:: The task ::
Would you count how many lines of the entries below include the word "table"? Give nothing but the number.

Items from a data source:
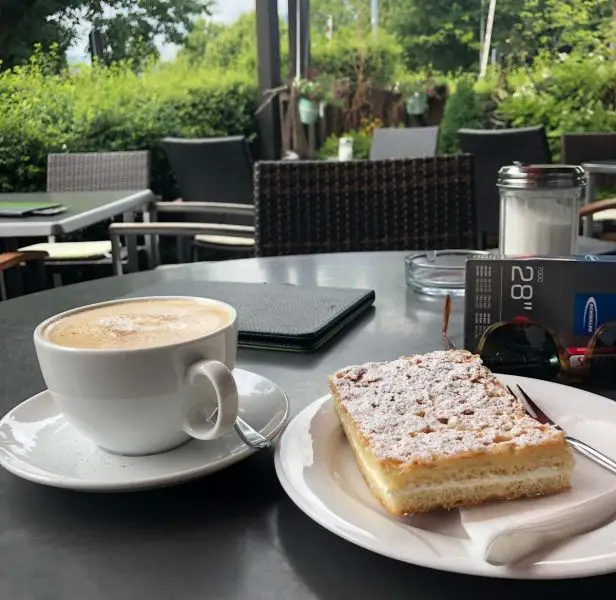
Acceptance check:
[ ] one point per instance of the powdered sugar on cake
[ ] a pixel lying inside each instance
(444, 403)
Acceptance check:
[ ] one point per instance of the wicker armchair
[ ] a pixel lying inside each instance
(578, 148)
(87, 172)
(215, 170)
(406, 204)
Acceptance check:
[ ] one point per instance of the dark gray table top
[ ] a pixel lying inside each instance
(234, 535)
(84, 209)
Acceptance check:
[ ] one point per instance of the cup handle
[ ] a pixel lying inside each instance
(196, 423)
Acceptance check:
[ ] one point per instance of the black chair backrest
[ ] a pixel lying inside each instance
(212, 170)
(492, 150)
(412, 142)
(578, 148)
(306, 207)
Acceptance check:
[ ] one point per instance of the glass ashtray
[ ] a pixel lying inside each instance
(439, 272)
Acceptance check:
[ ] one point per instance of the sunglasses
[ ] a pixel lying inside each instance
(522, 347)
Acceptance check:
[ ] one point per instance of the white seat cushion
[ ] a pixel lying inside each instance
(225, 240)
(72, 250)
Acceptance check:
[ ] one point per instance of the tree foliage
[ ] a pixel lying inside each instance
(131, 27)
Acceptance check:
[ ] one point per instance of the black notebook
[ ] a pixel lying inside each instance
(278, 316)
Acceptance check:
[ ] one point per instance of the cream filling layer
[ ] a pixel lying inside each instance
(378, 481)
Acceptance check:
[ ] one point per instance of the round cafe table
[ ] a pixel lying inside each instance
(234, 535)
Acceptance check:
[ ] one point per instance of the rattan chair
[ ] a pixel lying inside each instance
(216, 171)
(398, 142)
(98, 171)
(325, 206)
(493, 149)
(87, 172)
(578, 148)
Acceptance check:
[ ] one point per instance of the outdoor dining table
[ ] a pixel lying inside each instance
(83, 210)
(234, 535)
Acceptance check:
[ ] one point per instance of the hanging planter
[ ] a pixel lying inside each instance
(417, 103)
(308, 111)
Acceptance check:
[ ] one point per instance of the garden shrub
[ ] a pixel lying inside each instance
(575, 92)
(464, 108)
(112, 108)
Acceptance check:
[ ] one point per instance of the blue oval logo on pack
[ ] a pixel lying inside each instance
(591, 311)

--

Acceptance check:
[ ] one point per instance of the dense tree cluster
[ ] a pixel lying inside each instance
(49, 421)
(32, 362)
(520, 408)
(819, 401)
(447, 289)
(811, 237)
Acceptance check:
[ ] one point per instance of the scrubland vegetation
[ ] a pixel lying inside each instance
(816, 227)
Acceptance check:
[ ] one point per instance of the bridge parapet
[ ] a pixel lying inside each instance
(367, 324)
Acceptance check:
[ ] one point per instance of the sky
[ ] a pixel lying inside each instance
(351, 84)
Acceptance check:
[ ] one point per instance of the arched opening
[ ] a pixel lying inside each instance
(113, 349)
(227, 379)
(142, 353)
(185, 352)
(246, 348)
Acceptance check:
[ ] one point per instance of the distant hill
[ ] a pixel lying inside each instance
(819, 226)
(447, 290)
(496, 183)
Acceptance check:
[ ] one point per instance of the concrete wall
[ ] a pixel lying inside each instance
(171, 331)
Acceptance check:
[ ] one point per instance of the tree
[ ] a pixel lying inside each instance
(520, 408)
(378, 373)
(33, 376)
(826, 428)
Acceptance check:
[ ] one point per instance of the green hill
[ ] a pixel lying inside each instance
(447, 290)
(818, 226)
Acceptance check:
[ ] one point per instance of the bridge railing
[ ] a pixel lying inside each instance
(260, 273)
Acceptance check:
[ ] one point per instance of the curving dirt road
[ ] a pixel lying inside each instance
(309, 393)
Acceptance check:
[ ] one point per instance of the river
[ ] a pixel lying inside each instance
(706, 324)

...

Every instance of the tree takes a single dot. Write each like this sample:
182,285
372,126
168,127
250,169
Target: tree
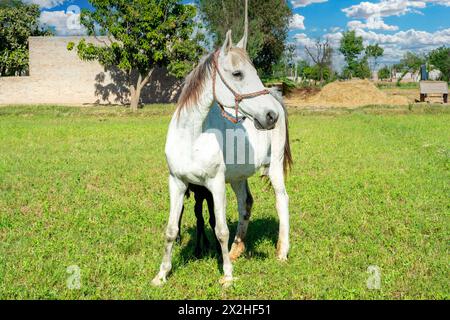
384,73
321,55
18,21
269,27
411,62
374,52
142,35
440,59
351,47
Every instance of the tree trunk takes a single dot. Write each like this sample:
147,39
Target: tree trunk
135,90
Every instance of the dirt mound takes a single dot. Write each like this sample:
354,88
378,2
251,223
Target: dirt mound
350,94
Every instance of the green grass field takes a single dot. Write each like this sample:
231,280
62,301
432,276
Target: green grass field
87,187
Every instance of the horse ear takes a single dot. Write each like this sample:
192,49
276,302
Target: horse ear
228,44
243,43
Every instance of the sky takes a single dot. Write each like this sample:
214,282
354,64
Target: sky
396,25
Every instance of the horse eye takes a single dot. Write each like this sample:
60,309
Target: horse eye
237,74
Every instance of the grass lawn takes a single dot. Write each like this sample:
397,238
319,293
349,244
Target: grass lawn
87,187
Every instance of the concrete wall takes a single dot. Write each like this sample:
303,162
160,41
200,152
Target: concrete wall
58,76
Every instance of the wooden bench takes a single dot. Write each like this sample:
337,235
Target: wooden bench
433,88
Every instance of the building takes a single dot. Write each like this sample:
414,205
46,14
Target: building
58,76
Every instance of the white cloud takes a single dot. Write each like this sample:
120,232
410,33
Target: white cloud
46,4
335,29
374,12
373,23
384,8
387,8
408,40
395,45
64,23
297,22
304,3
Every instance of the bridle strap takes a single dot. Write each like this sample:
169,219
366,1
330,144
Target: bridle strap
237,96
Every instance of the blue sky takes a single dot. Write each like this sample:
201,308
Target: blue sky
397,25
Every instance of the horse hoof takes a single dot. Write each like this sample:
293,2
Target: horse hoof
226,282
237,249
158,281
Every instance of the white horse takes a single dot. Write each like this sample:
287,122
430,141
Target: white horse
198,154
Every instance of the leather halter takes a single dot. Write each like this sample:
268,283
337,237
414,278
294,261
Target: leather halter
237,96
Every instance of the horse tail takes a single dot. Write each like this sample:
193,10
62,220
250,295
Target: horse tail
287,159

:: Exercise solution ::
3